# Source passage:
* BEGIN *

# K-Nearest Neighbors (KNN)

The **K-Nearest Neighbors (KNN)** algorithm is a simple, yet powerful supervised learning algorithm used for both **classification** and **regression** tasks. It operates based on the principle of proximity: the prediction for a new input is made based on the outputs of the *k* closest data points in the training set.

## How KNN Works

Given a test sample, the algorithm follows these steps:

1. **Compute the distance** between the test sample and all training samples.
2. **Select the k-nearest neighbors** (based on distance).
3. **Aggregate the output** values from the nearest neighbors:
   - For **classification**, predict the **most frequent class** (majority vote).
   - For **regression**, predict the **mean** of the neighbor outputs.

## Distance Metric

KNN typically uses **Euclidean distance**:

$$
d(\mathbf{x}, \mathbf{x}') = \sqrt{\sum_{i=1}^{n}(x_i - x'_i)^2}
$$

Where:
- $\mathbf{x}$ is the new (test) point,
- $\mathbf{x}$ is a point from the training data,
- `n` is the number of features.

Other distance metrics such as Manhattan or Minkowski can also be used.

## Advantages
- Simple and intuitive.
- No training phase (lazy learning).
- Naturally handles multi-class classification.

## Disadvantages
- Slow inference for large datasets (requires distance computation to all training samples).
- Performance is sensitive to the choice of \( k \) and the distance metric.
- Doesn't perform well on high-dimensional data (curse of dimensionality).

## Import libraries

In [None]:
import numpy as np
from scipy.stats import mode

In [None]:
class KNN:
    def __init__(self, n_neighbors=3, kind='classification'):
        """
        Initializes the KNN model.

        Parameters:
        - n_neighbors (int): Number of nearest neighbors to use.
        - kind (str): Type of prediction task, either 'classification' or 'regression'.
        """
        self.data = None
        self.y = None
        self.labels = None
        self.n_neighbors = n_neighbors
        self.kind = kind

    def fit(self, X: np.ndarray, y: np.ndarray):
        """
        Stores the training data and target values.

        Parameters:
        - X (np.ndarray): Training feature matrix of shape (n_samples, n_features).
        - y (np.ndarray): Target values or class labels of shape (n_samples,).
        """
        self.data = X
        self.y = y
    
    def predict(self, X: np.ndarray):
        """
        Predicts target values for the given input samples.

        Parameters:
        - X (np.ndarray): Test data of shape (n_samples_test, n_features).

        Returns:
        - np.ndarray: Predicted class labels or regression values.
        """
        diff = np.linalg.norm(X[:, np.newaxis] - self.data, axis=2)
        k_nearest = np.argpartition(diff, self.n_neighbors, axis=1)[:, :self.n_neighbors]
        self.labels = self.y[k_nearest]
        if self.kind == 'classification':
            return mode(self.labels, axis=1).mode
        # Handling regression case
        return np.mean(self.labels, axis=1)

* END *

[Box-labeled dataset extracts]
* BEGIN *

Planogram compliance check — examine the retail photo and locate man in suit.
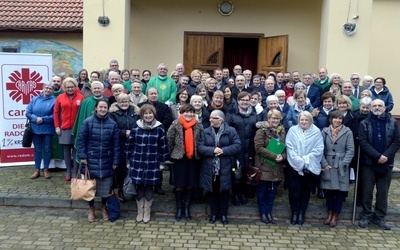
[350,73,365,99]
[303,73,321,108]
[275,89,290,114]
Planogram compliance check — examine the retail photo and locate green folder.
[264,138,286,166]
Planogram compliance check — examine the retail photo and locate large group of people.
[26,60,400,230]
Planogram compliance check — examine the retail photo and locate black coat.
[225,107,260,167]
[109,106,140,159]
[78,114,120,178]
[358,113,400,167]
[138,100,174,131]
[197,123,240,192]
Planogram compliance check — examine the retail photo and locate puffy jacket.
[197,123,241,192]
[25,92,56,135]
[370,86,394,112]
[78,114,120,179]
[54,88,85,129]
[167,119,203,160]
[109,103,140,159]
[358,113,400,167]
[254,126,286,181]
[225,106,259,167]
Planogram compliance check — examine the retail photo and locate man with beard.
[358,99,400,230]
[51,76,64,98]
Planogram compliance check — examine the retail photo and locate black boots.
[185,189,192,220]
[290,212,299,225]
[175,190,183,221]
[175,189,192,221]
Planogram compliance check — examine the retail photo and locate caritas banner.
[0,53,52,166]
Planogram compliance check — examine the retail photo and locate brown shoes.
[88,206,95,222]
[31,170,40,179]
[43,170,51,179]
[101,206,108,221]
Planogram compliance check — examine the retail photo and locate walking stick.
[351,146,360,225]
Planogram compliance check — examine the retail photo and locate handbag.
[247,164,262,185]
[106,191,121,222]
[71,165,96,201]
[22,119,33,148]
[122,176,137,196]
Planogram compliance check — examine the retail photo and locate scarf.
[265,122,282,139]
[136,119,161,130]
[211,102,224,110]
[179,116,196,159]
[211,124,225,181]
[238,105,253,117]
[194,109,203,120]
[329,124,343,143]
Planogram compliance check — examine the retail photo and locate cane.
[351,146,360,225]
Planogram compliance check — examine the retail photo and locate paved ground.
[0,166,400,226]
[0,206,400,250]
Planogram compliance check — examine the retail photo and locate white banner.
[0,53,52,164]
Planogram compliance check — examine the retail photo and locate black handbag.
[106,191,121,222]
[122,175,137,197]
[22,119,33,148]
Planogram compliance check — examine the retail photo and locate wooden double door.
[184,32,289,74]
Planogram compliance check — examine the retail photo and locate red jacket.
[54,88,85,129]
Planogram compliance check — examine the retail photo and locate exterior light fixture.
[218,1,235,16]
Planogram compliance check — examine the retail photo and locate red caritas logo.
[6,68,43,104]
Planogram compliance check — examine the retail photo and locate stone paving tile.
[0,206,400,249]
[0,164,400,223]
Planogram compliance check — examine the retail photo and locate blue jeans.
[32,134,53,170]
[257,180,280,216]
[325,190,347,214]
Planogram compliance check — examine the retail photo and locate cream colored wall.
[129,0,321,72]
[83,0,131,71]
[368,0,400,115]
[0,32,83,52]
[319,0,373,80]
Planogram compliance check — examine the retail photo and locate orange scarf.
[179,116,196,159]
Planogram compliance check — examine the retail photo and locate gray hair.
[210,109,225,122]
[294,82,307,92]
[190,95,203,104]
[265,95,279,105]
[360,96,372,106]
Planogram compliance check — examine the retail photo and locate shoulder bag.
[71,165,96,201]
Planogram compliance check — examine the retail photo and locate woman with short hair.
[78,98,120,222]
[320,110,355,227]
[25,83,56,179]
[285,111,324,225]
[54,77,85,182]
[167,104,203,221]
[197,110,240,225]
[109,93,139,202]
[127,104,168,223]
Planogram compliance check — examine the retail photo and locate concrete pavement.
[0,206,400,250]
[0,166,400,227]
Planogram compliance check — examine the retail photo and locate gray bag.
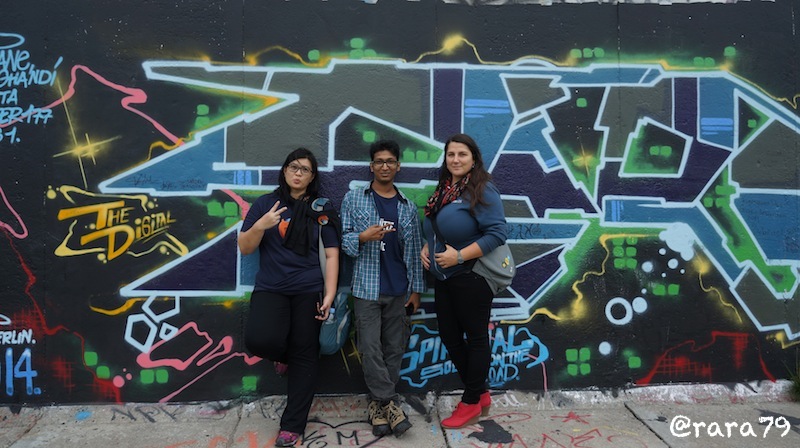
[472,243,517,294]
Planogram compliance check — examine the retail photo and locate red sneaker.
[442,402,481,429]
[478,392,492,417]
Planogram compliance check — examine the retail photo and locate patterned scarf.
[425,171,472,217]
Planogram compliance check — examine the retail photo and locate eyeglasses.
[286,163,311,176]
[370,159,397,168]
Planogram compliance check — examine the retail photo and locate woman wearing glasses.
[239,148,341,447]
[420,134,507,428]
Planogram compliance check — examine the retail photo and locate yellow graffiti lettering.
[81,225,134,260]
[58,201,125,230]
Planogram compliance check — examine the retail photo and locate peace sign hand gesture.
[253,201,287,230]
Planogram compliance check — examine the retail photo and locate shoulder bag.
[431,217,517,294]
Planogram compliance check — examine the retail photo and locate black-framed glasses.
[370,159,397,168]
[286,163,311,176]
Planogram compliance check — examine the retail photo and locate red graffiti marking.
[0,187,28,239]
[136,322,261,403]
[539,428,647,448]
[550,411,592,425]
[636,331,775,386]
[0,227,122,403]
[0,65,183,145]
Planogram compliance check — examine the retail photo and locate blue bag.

* END *

# Directions for this task:
In the K-Nearest Neighbors page, what does the algorithm predict for a regression task?

# Correct response:
The mean of the neighbor outputs.